Pick up the essay below on the silence and shame around sexual abuse of gay men, and carry it on from its final sentence.

• _Supplied text_:
+---+

I remember once being cornered by a much older man as a teenager, after one of our teen house parties, and having to relent and kiss him. At that point, my survival instinct said, ‘if you don’t kiss him, he might beat you up’ – and I would have to explain how I even ended up in a tight corner with this man. He had imposed himself on a group of teenagers and then followed my inebriated self to the toilet and waited for me to come out to pounce. I also remember as a student a man following me up to my room on campus and claiming he was there to fix something. (He was an employee of the university, so he had been able to access the building without question.)

He overstayed his welcome and, just as the other man from my teens, he too found a way to ‘steal a kiss’ after pushing me onto my bed. He suggested I was acting coyly, and said he knew for sure I had done ‘more’ on that very same bed, because “you lot like things”. I didn’t know this man and didn’t see him again until months later but he brought so much shame and fear into my life.

I never told any of my friends. These men and I shared this ‘dirty secret’ for years. I watched my back when walking around them; ensuring that I was never alone anywhere they might be. What I did not count on was these incidents shaming me for being attracted to men and having sexual desires.

As I’ve read the many accounts of young women who were (allegedly) lured into R. Kelly’s houses under false pretences and then pushed into sexual relations that were predatory and exploitative – I think of the many other gay men, whose stories aren’t heard and aren’t told; because we shame men who are victims of sexual abuse. A friend once told me of how he was molested by a family friend and the incident was brushed under the carpet. My childhood best friend, a transgirl, was raped by a man who she was on a night out with and then further victimised when she went to report the incident. Another friend speaks of being touched inappropriately by an older cousin when he was younger.

I have no doubt that there are many more similar stories, and that we don’t speak of them because of the shame attached to being male bodied and being sexually violated or threatened with sexual violence. I think of why I could never speak to my friends about what happened to me; that I too was ashamed and wondered what I had done to attract these men’s attention. I asked myself why I froze and relented when cornered, why I didn’t fight back.

+---+

• _Record extracts_:

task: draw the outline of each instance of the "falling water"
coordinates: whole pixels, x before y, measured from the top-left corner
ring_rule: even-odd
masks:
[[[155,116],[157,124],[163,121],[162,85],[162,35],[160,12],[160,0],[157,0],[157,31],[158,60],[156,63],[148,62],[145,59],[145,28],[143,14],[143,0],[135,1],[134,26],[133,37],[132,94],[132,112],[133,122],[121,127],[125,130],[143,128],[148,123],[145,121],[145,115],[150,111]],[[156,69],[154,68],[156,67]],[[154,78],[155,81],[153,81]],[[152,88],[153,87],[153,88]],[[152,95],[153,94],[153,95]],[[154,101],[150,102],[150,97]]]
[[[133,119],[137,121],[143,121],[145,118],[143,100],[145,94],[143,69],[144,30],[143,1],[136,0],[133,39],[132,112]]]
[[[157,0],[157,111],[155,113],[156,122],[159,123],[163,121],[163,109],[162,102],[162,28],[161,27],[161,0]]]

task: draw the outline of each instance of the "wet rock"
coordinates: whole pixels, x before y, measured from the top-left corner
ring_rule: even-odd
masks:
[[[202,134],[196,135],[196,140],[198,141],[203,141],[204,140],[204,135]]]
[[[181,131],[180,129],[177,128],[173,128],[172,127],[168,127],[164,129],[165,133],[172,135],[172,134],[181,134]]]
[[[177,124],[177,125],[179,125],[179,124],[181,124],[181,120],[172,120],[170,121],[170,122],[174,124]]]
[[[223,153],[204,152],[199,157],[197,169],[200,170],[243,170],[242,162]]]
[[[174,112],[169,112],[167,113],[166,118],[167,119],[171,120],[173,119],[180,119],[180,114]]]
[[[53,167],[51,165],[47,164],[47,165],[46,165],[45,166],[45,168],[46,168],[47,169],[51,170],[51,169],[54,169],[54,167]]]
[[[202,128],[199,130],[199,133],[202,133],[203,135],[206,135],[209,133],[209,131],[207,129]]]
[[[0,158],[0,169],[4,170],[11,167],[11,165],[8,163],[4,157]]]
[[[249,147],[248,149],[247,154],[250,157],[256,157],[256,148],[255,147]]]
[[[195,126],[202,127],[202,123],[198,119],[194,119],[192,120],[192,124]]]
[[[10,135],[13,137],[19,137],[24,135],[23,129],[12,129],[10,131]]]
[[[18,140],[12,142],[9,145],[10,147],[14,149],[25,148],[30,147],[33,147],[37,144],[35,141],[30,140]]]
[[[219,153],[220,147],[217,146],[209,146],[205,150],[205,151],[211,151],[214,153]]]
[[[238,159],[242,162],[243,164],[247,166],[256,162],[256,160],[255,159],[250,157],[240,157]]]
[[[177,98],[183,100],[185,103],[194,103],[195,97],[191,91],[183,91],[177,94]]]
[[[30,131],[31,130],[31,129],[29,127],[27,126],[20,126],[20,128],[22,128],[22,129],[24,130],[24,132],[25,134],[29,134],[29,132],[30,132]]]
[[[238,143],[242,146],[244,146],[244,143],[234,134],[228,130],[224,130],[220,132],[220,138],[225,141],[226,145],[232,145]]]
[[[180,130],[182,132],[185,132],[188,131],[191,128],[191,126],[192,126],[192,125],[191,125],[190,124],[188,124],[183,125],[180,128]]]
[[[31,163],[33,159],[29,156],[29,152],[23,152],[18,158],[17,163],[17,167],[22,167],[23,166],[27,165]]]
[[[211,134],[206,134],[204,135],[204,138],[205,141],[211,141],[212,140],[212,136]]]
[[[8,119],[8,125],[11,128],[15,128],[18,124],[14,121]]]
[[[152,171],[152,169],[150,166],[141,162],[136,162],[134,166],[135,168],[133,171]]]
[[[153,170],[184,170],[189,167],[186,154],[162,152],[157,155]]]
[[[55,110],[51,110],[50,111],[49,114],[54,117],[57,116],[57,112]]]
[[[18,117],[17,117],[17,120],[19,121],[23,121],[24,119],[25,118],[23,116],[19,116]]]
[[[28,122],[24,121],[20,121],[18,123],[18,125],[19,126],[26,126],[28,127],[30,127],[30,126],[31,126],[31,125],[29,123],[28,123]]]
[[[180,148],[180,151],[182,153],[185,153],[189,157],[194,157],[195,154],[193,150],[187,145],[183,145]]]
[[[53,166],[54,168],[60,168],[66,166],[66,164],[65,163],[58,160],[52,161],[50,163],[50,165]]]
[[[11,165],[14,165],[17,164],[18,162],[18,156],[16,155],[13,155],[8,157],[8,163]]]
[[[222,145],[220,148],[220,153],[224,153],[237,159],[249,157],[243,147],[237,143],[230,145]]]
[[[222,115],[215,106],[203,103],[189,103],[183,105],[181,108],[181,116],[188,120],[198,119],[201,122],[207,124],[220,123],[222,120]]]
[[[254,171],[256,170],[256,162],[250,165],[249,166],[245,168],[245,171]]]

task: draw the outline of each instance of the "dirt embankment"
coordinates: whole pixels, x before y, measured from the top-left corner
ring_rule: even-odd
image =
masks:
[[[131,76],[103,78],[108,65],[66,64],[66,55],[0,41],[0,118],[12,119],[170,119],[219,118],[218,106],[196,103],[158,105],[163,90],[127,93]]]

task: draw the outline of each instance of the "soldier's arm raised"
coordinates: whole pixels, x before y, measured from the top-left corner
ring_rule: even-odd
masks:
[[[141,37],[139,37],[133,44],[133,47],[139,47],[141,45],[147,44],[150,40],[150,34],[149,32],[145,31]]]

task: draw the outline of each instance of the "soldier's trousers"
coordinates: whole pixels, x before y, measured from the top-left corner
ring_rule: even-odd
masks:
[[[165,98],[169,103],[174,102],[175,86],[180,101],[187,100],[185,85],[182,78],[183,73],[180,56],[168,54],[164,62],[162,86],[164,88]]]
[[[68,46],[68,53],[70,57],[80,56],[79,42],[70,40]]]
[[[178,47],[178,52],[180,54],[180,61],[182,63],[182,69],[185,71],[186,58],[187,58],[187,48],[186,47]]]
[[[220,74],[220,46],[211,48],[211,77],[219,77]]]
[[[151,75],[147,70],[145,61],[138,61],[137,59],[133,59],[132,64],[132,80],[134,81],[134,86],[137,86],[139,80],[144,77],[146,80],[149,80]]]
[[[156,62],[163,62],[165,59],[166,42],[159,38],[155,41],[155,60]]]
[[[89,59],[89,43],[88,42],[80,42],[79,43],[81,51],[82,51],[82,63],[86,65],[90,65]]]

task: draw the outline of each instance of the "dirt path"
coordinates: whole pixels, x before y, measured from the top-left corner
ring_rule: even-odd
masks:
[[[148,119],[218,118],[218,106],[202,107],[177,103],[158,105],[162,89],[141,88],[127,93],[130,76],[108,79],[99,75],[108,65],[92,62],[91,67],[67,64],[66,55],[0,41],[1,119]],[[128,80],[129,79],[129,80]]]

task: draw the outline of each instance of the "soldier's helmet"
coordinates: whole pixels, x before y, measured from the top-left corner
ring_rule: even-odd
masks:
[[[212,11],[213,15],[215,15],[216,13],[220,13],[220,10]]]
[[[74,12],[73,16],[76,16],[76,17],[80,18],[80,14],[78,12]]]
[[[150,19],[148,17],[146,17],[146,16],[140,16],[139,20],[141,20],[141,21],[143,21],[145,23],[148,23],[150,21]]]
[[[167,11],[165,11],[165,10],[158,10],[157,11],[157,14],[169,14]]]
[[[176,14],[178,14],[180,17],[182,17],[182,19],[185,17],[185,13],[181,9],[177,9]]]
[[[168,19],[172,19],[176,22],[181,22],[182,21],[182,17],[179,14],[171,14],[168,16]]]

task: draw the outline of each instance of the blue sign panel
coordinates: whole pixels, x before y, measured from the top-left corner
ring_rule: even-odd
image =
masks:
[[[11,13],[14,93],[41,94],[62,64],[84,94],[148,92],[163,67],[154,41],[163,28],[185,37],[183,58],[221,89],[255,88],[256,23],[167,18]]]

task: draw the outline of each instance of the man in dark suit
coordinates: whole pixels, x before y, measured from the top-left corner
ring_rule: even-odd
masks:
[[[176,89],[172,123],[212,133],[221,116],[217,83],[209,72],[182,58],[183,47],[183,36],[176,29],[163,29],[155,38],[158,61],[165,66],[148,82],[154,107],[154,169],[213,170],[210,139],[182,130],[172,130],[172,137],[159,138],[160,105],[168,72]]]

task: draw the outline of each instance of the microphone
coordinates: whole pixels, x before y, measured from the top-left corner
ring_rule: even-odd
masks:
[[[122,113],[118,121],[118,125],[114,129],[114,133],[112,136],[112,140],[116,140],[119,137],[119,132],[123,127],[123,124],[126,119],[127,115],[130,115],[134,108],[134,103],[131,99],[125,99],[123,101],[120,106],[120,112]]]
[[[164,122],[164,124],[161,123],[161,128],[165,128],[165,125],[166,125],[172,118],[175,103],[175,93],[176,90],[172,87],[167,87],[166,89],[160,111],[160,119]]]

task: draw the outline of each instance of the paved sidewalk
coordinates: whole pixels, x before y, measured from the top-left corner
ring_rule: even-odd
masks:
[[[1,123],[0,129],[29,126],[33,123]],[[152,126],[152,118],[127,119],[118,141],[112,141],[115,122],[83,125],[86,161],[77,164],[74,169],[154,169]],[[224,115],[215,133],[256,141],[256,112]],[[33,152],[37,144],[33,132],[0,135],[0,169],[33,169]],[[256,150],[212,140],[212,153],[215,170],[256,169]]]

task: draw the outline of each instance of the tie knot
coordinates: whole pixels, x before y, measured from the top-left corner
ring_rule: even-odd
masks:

+---+

• _Written answer_:
We are in a time when we speak more and more about the need to bring predators to book, to name and shame and to hold people accountable, but we are not seeing more queer men speaking about their own experiences of sexual violence. We are not yet at the point where we are able to say, ‘men are trash’, and make men who have been violated comfortable to add their own experiences of sexual violence and offer solidarity.

We speak of toxic masculinity and how that not only manifests in cisgender heterosexual men but also in cisgender homosexual men, and yet we are still not hearing queer men speak of their own experiences. Of being cornered and forced to make a survivalist decision, or keeping quiet to avoid causing drama at the dinner table. After all, who would believe that a man could rape another man? But men do rape other men; men rape queer men as a means to correct, taunt or exercise power over them.

I write this article, not because I have finally woken up and need to speak about the many times men have crossed the line with me, but to call for reflection. Perpetrators of sexual violence – school teachers and coaches, random strangers, employers, government officials, doctors, lecturers, uncles, brothers, cousins, the family friend, the neighbour, the policeman – everyone who is complicit and implicit in the sexual violation of both women and men should be called out. And those who are victims should find support, safety in speaking out and reporting, and the knowledge that we won’t be judged or shamed.

I chose to be silent and move on, but I know others may not have the ‘luck’ I had; a kiss might not be all they face and their screams may be stifled as they live among people who refuse to believe that that nice church-going husband preyed on a young boy. As we call for R. Kelly to be brought to book, let’s look at the R. Kellys in our own queer lives and make the same demand.